Please count the lines in the material below that contain the string "coat" and give only that number.

▶ _PROVIDED ENTRIES_
• • • •
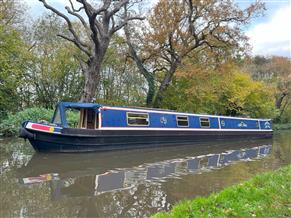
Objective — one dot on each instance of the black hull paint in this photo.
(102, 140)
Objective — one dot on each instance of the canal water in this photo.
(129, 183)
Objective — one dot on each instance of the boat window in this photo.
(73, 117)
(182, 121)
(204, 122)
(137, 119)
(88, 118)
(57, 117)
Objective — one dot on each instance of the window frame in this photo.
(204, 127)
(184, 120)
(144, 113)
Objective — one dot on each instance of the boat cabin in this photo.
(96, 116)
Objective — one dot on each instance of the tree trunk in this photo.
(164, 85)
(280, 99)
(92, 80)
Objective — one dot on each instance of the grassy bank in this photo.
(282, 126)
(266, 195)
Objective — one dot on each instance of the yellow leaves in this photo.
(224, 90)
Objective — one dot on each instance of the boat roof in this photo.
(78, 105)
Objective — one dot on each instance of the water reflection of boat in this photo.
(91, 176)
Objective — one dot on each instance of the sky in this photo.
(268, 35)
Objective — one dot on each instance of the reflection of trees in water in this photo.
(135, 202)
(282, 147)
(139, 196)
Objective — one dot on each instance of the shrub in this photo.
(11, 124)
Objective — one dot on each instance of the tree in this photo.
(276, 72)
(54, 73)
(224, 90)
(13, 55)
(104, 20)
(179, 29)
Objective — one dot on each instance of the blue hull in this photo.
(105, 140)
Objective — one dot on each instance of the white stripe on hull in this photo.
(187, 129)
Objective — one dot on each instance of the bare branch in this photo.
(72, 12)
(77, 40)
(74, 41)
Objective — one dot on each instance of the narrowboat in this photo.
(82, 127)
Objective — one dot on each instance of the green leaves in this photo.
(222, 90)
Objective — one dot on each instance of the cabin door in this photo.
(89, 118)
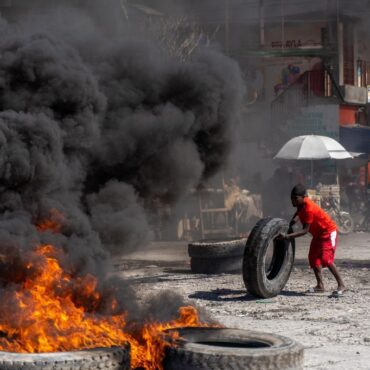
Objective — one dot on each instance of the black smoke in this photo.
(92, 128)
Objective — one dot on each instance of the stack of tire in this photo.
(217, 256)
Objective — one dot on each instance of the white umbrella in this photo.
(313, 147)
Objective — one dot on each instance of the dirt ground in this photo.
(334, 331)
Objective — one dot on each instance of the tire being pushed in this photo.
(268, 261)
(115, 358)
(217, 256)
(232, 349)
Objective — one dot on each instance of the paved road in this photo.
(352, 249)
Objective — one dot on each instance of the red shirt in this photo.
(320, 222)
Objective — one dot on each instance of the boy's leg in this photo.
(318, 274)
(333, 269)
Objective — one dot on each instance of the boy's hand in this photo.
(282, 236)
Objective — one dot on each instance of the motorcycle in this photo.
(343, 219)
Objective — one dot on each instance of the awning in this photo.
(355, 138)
• • • •
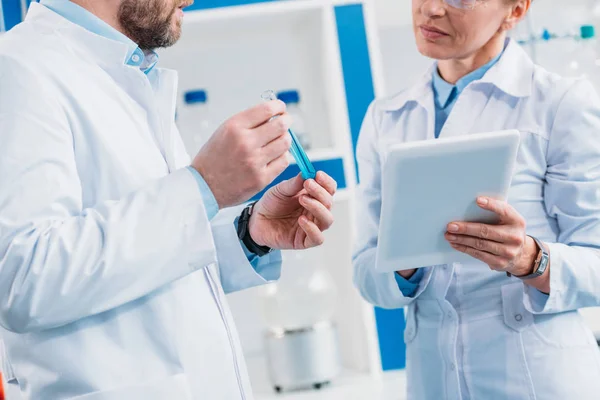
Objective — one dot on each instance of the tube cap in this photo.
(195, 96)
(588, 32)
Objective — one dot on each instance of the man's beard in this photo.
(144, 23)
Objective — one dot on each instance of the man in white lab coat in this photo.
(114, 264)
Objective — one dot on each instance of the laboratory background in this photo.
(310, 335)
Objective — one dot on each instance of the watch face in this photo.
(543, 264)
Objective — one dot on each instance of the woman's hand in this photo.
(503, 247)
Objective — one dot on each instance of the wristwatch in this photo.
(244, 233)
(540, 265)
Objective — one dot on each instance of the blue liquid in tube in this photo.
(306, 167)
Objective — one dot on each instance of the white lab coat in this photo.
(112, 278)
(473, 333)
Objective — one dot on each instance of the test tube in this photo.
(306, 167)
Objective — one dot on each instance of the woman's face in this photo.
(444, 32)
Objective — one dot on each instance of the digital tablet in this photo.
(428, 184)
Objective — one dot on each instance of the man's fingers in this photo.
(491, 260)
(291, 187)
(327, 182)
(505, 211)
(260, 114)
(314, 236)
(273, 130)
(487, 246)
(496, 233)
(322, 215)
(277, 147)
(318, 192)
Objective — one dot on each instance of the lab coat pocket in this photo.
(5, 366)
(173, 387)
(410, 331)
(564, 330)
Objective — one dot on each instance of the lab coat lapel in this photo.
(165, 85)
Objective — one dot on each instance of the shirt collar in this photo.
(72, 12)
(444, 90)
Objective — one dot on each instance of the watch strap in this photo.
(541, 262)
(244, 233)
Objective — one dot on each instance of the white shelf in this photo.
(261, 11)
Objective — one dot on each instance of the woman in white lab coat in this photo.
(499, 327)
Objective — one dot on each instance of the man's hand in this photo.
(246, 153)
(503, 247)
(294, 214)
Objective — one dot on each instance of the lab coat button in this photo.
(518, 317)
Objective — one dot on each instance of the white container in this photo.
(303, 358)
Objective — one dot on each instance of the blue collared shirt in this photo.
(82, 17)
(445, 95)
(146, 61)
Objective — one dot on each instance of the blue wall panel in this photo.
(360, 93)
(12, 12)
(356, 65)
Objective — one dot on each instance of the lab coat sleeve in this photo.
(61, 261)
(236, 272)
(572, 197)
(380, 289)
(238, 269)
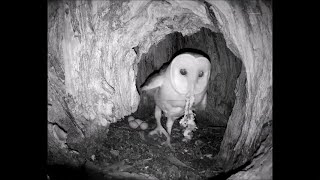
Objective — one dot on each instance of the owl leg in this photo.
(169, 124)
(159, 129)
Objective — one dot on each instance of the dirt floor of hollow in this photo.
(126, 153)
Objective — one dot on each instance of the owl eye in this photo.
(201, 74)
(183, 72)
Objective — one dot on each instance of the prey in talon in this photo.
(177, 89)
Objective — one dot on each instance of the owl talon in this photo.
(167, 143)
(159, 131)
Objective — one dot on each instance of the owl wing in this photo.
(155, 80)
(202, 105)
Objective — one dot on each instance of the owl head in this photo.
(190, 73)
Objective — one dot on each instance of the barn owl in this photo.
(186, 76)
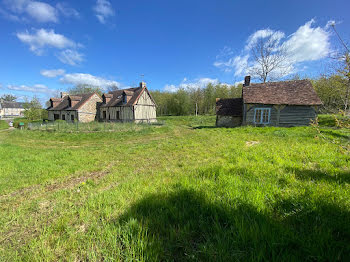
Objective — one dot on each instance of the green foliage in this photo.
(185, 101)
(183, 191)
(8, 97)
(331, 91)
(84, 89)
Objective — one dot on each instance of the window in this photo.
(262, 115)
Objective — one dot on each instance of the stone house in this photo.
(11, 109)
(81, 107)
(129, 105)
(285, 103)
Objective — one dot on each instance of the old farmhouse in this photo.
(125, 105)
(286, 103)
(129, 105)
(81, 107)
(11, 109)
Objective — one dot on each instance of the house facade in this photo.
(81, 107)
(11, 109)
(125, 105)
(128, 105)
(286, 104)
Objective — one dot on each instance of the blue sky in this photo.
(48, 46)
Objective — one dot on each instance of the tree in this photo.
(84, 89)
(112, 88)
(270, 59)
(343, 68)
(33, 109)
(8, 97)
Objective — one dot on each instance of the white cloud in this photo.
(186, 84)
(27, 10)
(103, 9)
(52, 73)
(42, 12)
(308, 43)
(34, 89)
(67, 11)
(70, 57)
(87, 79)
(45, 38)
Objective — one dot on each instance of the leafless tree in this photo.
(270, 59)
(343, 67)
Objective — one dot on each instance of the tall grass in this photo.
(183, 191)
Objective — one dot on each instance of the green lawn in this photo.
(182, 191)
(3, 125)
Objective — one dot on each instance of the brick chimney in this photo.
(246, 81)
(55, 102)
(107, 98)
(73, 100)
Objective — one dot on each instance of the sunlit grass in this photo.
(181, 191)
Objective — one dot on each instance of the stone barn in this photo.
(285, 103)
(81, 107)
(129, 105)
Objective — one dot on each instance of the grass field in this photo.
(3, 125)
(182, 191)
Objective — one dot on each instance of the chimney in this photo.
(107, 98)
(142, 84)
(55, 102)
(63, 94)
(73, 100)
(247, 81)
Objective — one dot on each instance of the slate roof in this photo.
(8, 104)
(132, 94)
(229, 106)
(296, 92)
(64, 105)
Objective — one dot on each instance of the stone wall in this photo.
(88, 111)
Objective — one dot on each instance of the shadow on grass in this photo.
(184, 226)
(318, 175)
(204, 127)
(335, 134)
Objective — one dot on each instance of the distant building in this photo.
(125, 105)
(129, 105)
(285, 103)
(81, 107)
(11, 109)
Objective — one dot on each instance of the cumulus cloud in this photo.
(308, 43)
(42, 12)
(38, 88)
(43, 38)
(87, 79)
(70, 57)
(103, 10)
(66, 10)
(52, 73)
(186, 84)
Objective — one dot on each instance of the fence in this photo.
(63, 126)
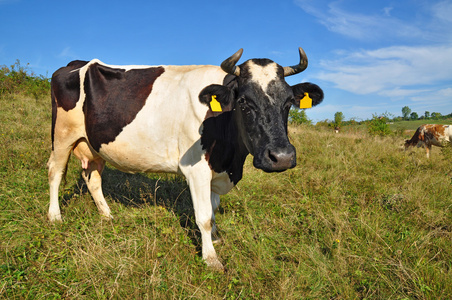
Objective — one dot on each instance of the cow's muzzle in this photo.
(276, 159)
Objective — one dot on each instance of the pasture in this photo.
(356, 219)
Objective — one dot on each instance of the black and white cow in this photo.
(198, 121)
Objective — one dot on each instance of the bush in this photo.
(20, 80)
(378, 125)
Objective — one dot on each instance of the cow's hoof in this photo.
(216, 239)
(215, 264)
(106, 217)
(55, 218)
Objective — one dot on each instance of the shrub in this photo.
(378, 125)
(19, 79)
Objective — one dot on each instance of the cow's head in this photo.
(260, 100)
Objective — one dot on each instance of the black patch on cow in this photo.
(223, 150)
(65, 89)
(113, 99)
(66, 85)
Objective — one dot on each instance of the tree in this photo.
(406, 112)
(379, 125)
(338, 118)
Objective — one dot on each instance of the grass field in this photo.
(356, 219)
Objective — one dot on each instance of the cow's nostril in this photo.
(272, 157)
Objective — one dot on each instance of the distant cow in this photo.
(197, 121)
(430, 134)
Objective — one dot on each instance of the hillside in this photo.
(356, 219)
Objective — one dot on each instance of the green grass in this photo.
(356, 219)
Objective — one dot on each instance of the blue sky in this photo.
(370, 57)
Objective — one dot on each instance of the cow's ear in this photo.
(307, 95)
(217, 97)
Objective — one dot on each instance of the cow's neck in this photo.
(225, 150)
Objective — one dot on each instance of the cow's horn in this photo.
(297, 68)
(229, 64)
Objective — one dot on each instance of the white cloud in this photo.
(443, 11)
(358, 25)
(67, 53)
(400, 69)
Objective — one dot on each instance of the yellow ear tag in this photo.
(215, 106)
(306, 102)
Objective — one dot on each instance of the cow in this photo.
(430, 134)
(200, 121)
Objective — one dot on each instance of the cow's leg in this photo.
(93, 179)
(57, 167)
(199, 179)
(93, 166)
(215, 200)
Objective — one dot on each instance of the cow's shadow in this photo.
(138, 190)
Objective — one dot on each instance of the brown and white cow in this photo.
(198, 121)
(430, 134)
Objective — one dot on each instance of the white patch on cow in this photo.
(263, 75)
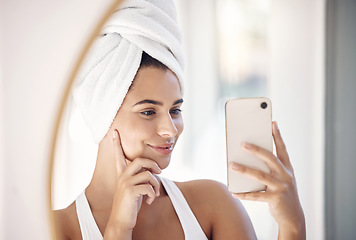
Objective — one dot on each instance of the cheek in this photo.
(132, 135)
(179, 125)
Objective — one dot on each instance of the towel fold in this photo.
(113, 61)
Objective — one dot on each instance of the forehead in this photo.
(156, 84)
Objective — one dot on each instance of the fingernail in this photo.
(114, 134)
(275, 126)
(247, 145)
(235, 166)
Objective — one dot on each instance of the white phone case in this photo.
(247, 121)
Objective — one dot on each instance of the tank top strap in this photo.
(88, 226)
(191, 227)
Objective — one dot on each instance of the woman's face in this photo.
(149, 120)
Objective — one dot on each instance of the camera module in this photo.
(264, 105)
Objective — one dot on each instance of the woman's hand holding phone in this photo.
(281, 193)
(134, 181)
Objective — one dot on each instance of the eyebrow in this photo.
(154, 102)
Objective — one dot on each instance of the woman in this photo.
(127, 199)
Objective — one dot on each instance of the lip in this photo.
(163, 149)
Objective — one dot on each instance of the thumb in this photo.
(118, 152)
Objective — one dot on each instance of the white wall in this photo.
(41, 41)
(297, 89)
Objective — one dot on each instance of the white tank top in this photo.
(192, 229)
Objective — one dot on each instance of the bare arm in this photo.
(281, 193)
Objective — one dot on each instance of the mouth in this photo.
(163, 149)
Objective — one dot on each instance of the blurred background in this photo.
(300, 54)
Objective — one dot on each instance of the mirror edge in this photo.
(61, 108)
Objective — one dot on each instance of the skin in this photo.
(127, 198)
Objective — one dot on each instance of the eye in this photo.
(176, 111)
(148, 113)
• • • •
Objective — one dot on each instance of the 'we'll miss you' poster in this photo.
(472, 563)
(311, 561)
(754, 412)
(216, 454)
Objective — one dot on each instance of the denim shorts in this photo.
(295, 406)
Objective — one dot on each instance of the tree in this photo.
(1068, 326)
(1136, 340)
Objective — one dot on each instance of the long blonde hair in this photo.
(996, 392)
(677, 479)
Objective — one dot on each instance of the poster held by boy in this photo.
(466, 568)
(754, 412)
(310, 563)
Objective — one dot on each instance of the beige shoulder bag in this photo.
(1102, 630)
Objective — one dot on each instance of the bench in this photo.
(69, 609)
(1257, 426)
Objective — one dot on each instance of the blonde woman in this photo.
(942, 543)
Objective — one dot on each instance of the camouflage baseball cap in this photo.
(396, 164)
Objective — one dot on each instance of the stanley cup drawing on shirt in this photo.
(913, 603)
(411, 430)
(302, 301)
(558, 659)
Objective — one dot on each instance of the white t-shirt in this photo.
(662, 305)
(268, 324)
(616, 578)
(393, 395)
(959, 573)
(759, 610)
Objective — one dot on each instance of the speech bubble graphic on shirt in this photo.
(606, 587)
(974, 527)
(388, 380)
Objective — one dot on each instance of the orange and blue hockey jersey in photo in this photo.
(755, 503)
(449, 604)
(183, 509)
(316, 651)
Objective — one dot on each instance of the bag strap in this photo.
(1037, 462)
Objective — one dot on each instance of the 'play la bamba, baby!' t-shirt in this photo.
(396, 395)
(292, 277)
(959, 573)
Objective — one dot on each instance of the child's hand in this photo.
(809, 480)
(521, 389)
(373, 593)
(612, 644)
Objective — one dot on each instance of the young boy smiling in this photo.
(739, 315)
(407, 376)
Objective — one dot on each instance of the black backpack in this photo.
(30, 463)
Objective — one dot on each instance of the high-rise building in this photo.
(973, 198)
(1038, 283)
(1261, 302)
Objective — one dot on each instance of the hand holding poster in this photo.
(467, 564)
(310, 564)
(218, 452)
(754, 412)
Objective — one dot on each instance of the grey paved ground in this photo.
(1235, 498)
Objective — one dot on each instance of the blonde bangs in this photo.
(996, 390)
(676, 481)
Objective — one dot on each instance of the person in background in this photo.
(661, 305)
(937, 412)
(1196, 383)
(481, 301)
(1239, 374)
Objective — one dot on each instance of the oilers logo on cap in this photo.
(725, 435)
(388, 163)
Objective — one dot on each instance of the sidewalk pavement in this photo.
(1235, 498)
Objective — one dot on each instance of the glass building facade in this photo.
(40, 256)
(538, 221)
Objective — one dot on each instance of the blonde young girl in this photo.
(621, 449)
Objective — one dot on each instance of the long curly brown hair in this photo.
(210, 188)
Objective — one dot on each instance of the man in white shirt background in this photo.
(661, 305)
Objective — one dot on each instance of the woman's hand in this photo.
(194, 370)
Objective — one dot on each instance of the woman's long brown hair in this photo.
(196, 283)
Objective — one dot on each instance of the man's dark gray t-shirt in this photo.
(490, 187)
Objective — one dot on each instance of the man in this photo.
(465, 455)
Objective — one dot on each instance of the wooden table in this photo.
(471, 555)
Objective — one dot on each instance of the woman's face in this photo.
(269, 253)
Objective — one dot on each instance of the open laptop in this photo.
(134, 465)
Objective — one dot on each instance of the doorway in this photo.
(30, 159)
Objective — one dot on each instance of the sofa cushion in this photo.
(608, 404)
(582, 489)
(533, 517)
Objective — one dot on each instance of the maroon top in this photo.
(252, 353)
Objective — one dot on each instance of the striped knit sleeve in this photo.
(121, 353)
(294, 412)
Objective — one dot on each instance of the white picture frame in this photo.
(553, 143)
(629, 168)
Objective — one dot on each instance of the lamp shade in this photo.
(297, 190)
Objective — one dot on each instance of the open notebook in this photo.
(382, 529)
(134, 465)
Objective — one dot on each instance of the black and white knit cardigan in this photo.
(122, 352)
• • • •
▶ _TASK RESULT_
7